Given request
In the material below, repeat only the lines from the one that holds "of the door" through the final line, exactly as they stand.

(Data entries)
◆ ◆ ◆ ◆

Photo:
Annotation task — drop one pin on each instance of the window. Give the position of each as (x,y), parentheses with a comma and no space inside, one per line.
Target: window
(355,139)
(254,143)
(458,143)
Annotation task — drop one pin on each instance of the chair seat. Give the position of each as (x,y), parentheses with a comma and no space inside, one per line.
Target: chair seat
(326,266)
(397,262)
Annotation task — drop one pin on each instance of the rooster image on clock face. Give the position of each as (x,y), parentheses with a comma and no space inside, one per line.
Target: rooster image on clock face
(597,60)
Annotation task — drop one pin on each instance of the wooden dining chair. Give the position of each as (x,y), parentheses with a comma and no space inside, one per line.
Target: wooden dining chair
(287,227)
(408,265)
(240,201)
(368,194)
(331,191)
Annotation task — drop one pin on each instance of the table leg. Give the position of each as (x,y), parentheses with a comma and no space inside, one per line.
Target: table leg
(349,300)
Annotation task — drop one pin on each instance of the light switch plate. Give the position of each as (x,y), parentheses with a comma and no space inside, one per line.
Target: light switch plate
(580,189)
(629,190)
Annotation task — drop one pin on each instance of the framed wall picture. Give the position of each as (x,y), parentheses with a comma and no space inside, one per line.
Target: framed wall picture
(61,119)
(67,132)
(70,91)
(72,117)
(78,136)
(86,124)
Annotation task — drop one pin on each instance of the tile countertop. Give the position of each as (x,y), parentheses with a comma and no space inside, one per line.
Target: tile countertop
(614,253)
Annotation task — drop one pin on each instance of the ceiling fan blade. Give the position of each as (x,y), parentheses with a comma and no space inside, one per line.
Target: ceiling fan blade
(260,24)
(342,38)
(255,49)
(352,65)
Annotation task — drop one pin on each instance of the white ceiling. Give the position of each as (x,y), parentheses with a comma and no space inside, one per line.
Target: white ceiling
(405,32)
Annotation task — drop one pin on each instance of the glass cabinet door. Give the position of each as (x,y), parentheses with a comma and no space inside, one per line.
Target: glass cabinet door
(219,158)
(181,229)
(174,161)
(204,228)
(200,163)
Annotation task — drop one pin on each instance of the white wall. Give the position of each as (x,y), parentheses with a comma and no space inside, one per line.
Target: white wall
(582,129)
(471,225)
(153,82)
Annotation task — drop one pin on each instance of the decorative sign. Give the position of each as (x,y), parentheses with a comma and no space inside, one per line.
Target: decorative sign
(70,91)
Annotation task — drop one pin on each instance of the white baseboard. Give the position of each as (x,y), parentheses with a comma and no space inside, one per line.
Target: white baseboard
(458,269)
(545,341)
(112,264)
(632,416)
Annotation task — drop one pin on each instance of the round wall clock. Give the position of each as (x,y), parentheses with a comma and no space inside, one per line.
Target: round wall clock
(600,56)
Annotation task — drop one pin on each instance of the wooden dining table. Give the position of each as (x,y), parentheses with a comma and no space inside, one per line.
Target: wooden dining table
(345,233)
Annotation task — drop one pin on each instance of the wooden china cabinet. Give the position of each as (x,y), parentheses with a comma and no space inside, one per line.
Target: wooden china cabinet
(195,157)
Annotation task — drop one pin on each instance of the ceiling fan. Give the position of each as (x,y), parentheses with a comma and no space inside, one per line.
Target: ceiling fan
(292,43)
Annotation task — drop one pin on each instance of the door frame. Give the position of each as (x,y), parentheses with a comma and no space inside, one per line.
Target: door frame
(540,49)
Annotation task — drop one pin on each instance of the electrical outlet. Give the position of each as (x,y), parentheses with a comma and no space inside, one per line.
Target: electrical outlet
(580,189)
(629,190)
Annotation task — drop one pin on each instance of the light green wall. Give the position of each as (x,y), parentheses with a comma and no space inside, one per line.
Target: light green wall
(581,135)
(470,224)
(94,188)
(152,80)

◆ ◆ ◆ ◆

Task output
Annotation task — drop one pin on each instance of the door frame. Give the position of each as (x,y), parentheses with a comma and no space inside, one per line.
Target: door frame
(540,49)
Annotation task — drop one pin on each instance of the electrical outlet. Give the position of each as (x,y), parentheses with a comma and no space inside, one per line.
Target: electrical outlet
(580,189)
(629,190)
Annotation task — drop one pin on each instance of the light green wall. Give the position of each as (x,y), parentheses with a comma and no space inside, one per line.
Target: light green wall
(581,135)
(470,224)
(94,188)
(152,80)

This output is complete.